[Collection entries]
::::

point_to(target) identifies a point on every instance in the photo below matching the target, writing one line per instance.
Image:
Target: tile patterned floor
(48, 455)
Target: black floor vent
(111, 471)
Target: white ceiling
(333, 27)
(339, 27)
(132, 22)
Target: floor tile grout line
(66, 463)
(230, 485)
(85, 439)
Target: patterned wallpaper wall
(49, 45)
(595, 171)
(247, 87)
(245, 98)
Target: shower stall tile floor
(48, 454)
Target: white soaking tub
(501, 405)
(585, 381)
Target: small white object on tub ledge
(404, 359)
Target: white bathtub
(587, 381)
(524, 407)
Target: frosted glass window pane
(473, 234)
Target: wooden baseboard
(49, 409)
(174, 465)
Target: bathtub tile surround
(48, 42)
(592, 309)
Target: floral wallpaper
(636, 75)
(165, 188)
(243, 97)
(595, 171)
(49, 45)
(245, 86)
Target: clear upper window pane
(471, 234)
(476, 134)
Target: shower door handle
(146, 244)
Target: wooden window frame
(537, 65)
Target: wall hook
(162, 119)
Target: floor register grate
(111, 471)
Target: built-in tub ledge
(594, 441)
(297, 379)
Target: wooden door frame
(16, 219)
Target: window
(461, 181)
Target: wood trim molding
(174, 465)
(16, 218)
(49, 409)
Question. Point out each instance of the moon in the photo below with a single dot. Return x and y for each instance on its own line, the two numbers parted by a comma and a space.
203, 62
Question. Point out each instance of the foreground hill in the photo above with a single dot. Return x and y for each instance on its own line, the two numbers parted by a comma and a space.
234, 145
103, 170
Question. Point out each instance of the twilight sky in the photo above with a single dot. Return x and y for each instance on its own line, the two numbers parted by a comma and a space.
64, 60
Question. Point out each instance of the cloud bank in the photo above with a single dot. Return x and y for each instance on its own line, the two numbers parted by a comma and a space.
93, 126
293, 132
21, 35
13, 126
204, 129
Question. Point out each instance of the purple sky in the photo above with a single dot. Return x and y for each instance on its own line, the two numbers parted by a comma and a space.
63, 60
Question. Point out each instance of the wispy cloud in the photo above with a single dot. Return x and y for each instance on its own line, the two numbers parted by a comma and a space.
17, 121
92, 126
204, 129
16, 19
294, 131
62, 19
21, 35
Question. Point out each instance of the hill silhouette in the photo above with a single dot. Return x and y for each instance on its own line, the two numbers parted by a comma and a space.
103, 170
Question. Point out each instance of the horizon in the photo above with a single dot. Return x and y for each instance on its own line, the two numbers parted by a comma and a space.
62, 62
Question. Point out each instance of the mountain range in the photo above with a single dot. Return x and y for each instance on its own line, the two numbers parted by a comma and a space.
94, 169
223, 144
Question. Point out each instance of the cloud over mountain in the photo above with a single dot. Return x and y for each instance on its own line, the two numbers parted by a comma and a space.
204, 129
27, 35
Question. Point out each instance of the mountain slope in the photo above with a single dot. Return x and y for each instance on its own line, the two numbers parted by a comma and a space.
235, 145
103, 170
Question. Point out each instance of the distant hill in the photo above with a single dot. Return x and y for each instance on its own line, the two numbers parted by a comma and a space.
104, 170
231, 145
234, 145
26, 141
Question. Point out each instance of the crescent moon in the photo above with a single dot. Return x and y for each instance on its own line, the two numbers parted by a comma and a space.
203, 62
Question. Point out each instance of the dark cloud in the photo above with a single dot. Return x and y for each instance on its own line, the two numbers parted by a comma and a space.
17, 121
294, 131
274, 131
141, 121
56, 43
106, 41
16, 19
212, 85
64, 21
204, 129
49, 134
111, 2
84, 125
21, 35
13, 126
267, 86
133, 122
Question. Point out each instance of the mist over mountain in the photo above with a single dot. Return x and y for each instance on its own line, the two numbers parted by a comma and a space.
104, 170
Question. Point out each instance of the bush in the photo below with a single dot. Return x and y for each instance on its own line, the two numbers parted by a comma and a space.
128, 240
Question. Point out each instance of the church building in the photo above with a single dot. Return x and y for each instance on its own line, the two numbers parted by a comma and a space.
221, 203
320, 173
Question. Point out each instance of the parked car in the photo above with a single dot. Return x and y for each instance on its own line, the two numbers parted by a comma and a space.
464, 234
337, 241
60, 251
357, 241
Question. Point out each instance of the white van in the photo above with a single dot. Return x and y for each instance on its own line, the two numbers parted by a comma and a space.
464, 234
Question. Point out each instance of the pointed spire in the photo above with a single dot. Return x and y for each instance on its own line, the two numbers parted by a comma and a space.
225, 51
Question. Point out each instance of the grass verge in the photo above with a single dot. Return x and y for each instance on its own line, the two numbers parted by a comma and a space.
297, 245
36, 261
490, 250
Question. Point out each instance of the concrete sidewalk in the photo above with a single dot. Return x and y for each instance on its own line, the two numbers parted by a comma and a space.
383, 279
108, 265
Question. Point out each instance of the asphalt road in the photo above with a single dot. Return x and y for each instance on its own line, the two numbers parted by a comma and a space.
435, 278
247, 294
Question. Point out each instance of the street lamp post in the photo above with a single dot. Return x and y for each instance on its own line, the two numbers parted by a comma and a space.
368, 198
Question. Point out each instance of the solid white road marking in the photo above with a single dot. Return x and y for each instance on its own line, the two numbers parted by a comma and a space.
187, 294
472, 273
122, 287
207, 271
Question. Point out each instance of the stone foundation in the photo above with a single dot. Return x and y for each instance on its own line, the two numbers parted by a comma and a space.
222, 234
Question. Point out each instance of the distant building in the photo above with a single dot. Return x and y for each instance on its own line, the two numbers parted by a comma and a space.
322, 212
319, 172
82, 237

::::

TASK BRIEF
Each entry must be printed again exactly as given.

EXERCISE RESPONSE
point_to(target) identifies a point on every instance in the photo below matching the target, writing one line per instance.
Image:
Target: tile patterned floor
(48, 455)
Target: black floor vent
(111, 471)
Target: white ceiling
(333, 27)
(339, 27)
(132, 22)
Target: floor tile grout line
(66, 463)
(230, 485)
(85, 439)
Target: patterned wallpaper wall
(49, 45)
(595, 171)
(247, 87)
(245, 98)
Target: shower stall tile floor
(48, 454)
Target: white soaking tub
(501, 405)
(585, 381)
Target: small white object on tub ledge
(404, 359)
Target: white bathtub
(587, 381)
(524, 407)
Target: frosted glass window pane
(473, 234)
Target: wooden baseboard
(49, 409)
(174, 465)
Target: bathtub tile surround
(48, 42)
(592, 309)
Target: floral wallpaper
(636, 75)
(165, 188)
(243, 97)
(595, 171)
(49, 45)
(245, 86)
Target: clear upper window pane
(471, 234)
(476, 134)
Target: shower door handle
(146, 244)
Target: wooden window frame
(537, 65)
Target: wall hook
(162, 119)
Target: floor register grate
(111, 471)
Target: built-in tub ledge
(594, 441)
(297, 379)
Target: wooden door frame
(16, 219)
Target: window
(461, 181)
Target: wood trim molding
(174, 465)
(16, 218)
(49, 409)
Question. Point out each instance of the moon in the photo below with a single dot. Return x and y for each instance on its own line, the two numbers parted by a comma and a space.
203, 62
Question. Point out each instance of the foreground hill in the photo above with a single dot. Return x and y for each instance on its own line, the two numbers parted by a comma and a space.
234, 145
103, 170
Question. Point out each instance of the twilight sky in the photo above with a single dot. Return x and y for each instance on its own line, the two numbers parted by a comma and a space.
64, 60
Question. Point out each instance of the cloud bank in the photo above with a single dot. Return x and y for each instance on its own line, the two numbers parted by a comma and a space.
93, 126
293, 132
21, 35
13, 126
204, 129
Question. Point out each instance of the purple sky in the photo above with a single dot. Return x and y for each instance on its own line, the two numbers parted by a comma and a space.
63, 60
Question. Point out each instance of the wispy cloud in the photo above with a single dot. Return x and y for each instance on its own line, the two numbers parted by a comma and a space.
17, 121
92, 126
204, 129
16, 19
294, 131
62, 19
21, 35
Question. Point out each instance of the hill silhouette in the photo above with a single dot. Return x and y for each instance on its own line, the two numbers parted by a comma and a space.
103, 170
Question. Point out each instance of the horizon in the photo above with a single dot. Return x and y for each instance on its own line, the two numbers parted by a comma and a space.
62, 62
Question. Point out each instance of the mountain range in the photo above with a single dot. Return x and y for each instance on its own line, the two numbers parted by a comma and a space.
94, 169
223, 144
Question. Point out each instance of the cloud over mountain in the photo above with a single dot. Return x and y for each instance on its own line, the two numbers parted by a comma and a space.
204, 129
27, 35
Question. Point out each instance of the mountain slope in the photo above with a single dot. Return x and y for each instance on its own line, the two numbers parted by a comma and a space.
235, 145
103, 170
Question. Point out each instance of the distant hill in the photo above with a single dot. Return x and y for each instance on its own line, the two numbers parted by a comma and a space.
104, 170
231, 145
234, 145
26, 141
Question. Point out each instance of the crescent moon in the photo above with a single dot. Return x and y for each instance on its own line, the two numbers parted by a comma and a space.
203, 62
Question. Point out each instance of the dark cloud in the photo above with a single dot. Return x and y for each instance on its own line, the two numbers parted by a comma and a space.
17, 121
294, 131
274, 131
141, 121
56, 43
106, 41
16, 19
212, 85
64, 21
204, 129
49, 134
111, 2
84, 125
21, 35
13, 126
267, 86
133, 122
Question. Point out each instance of the mist over mountain in the photo above with a single dot. Return x and y for each instance on its own line, the two numbers parted by a comma and a space.
104, 170
Question. Point out each instance of the bush in the photo below with a single dot. Return x and y for each instance on its own line, the two numbers parted by a comma and a space.
128, 240
Question. Point out each instance of the church building in the photo above with a single dot. Return x and y for each instance on its own line, the two numbers parted by a comma and a space.
221, 203
320, 173
Question. Point out each instance of the parked car in the photo above with a single dot. Return x and y for each instance on its own line, the two numbers parted by a comma and a space.
464, 234
337, 241
60, 251
357, 241
Question. Point out each instance of the white van in the photo above with a single dot. Return x and y for each instance on its own line, the two numbers parted by a comma and a space.
464, 234
Question. Point out each instance of the pointed spire in the photo above with a single dot. Return x and y for each instance on its own line, the two numbers parted by a comma and a space.
225, 51
Question. Point out each instance of the grass verge in the photo above with a single dot. Return x and y for each instance on its own line, the two numbers parted by a comma and a space.
297, 245
36, 261
490, 250
Question. Point out each instance of the concrete sidewalk in the photo above with a single dot. Return x and y for each instance on its own line, the two numbers parted by a comma and a space.
383, 279
108, 265
Question. Point out each instance of the asphalt road in the photo above with a single dot. Return x and y for each instance on its own line, the two numbers parted by a comma and a space.
435, 278
247, 294
Question. Point out each instance of the street lamp post in the photo above with a single dot. Return x and y for each instance on its own line, the two numbers parted by a comma and a space.
368, 198
Question. Point out each instance of the solid white road marking in the photo above with a single dot. Return x and y for each instance on its own line, the two numbers parted by a comma and a space.
187, 294
472, 273
122, 287
207, 271
Question. Point out each instance of the stone foundation in the photo above with a single dot. Return x and y for each instance on its own line, the two numbers parted by a comma and a space.
222, 234
Question. Point out each instance of the distant building in the photo above with a single dot. Return x and y for each instance on its own line, the two numbers parted by a comma and a space.
322, 212
319, 172
82, 237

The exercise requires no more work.